Source document.
───
From the Feuilletons is a weekly overview of what's been happening in the German-language cultural pages and appears every Friday at 3 pm. CET.. Here a key to the German newspapers.

Frankfurter Allgemeine Zeitung 01.06.2007

Mark Siemons reports that China, guest of honour at the 2009 Frankfurt Book Fair, has agreed to tolerate dissidents as Book Fair guests. But more interesting than that is Siemon's description of the apparent liberalisation of the Chinese book market, where you can find "anything from Lao Tzu to post-structuralism, Karl Marx to Daniel Kehlmann (more). At first glance you can hardly tell it apart from Western markets. And it certainly is galaxies away from the earlier monoculture." But the reality is somewhat different: "Publishers must submit their titles and contents to the authorities for approval. For sensitive topics - political leaders, the military, religion, recent history - they have to submit the whole manuscript, which is then studied by a 'critical reading group' of dependable retired cadres. Publishing houses that submit too many unsuitable books receive fewer licenses the following year. The result is a public sphere that in certain respects looks very similar to an open society - just that everything that could jeopardise the power structure and the image of the country has been eradicated."


Frankfurter Rundschau 01.06.2007

As part of a special on Africa, the writer Abdourahman A. Waberi, who was born in Djibouti and today lives in Caen, searches Berlin for traces of Africa, "which are so sparsely scattered about the German capital. For Africans, the city remains synonymous with the conference convened by Bismarck between November 1884 and February 1885 to settle the repartition of Africa. (...) Today it's clear that in Berlin, unlike in Paris, London, Lisbon or Brussels, Africa is simply absent. It can happen, for example in the district of Schöneberg, that you pass a small restaurant, a hairdresser's or a nightclub managed by people from Accra, Asmara or Conakry. But much more often news reaches us about the legal obstacles that are the everyday burden of the stateless black people - these destitute wanderers, cousins of Walter Benjamin one and all, even if they don't know his name, who are consumed with longing in some asylum in Brandenburg - like in that in the small town of Belzig, for example. When they're not running from hordes of Nazi arsonists, that is."
───
Point placement records:

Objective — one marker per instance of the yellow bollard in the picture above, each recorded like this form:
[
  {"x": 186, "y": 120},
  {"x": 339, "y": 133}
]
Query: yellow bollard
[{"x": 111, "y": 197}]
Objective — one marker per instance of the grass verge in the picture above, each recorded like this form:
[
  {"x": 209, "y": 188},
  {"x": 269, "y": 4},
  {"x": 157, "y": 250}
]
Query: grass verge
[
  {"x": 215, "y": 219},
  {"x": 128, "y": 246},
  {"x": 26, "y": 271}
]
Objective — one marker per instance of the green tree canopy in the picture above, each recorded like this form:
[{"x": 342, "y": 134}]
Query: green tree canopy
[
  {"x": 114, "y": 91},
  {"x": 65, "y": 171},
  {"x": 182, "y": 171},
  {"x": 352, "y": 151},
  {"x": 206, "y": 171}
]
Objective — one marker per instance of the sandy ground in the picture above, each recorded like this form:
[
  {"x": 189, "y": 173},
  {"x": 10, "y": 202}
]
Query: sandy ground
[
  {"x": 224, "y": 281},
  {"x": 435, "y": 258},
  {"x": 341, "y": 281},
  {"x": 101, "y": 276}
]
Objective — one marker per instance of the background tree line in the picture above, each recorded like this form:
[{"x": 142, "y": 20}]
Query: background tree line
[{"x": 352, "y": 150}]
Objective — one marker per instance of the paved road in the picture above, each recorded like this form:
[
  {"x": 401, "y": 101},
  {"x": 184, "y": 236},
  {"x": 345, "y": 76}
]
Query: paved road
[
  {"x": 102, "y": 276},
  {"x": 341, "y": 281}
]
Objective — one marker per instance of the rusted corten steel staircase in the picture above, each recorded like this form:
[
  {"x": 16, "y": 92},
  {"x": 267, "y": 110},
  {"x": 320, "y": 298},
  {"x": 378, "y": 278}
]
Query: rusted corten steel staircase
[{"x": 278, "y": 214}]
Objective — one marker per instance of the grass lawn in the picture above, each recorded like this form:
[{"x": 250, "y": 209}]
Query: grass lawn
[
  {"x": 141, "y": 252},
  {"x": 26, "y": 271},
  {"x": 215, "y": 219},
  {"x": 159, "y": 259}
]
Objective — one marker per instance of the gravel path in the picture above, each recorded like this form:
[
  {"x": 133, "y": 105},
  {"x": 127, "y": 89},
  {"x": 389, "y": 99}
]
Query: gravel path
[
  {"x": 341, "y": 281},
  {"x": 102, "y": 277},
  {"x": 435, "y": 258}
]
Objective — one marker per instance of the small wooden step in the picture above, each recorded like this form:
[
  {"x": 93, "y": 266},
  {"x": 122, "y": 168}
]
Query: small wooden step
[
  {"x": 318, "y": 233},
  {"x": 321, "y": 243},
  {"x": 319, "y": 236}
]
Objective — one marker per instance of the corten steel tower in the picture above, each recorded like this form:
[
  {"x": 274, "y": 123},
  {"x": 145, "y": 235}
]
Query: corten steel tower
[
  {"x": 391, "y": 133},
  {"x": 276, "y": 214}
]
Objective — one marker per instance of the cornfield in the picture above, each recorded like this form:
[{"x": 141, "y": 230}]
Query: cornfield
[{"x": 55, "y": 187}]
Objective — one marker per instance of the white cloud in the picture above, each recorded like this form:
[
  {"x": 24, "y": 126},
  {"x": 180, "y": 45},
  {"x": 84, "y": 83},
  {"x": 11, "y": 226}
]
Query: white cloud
───
Your tasks.
1. Answer these questions from the press review above, one line each:
(a) China is guest at the Frankfurt Book Fair of which year?
(b) Who studies the whole manuscript when a book deals with a sensitive topic?
(c) In which city does Abdourahman A. Waberi live today?
2. Reproduce the passage of the press review above starting with "From the Feuilletons" and going on through "the German newspapers.".

Solutions in order.
1.
(a) 2009
(b) A "critical reading group" of dependable retired cadres
(c) Caen

2.
From the Feuilletons is a weekly overview of what's been happening in the German-language cultural pages and appears every Friday at 3 pm. CET.. Here a key to the German newspapers.